The task
Extract every line of the material that holds the string "gravel".

Data records
·····
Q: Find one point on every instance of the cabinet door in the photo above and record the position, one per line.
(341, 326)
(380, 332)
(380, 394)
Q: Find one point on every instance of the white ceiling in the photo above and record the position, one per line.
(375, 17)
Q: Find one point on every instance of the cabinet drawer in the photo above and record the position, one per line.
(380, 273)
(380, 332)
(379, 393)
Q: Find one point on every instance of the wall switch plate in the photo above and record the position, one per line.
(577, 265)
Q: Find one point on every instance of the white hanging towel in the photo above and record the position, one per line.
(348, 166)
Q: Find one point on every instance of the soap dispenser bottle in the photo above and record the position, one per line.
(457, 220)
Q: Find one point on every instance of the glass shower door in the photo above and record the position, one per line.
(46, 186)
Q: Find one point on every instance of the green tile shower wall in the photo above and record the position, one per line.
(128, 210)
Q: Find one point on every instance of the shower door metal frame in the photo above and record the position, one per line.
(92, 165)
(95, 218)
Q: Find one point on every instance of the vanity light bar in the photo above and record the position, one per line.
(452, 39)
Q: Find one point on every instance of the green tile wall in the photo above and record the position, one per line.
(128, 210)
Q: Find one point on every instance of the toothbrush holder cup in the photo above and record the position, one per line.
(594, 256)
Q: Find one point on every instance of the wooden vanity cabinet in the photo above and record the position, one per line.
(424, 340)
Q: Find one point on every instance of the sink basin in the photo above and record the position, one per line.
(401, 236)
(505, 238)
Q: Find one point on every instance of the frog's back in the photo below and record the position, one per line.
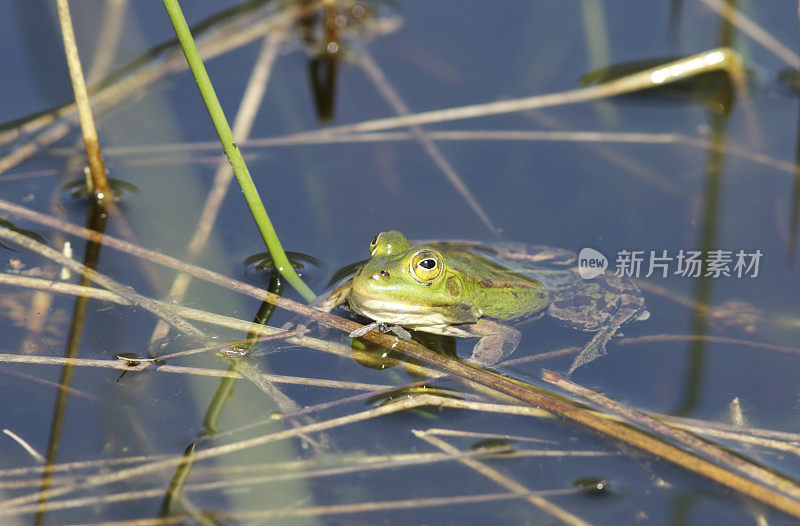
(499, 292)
·····
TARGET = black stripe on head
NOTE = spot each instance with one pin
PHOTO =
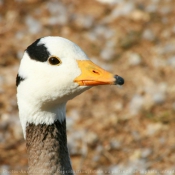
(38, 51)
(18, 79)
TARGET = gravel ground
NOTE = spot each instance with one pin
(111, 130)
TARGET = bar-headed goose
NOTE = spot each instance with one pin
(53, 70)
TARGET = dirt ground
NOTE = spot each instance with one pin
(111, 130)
·····
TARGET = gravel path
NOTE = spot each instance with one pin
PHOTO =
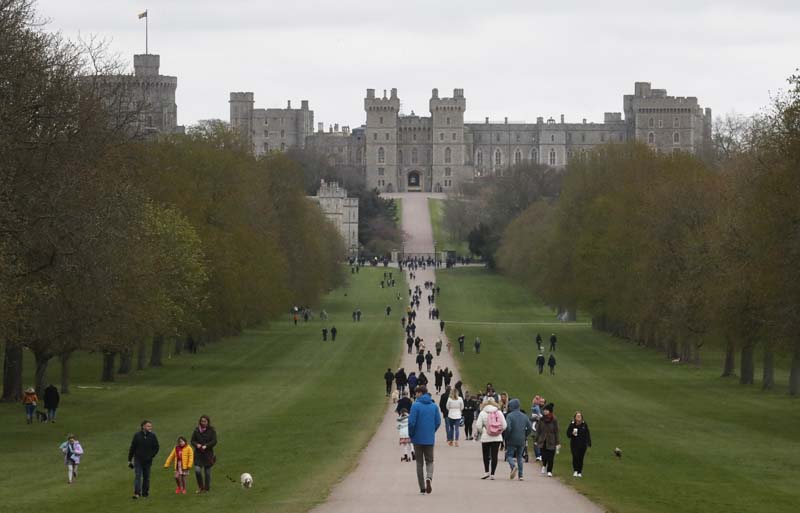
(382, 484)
·····
Your solution
TARGET = gravel ground
TARGET = gravel path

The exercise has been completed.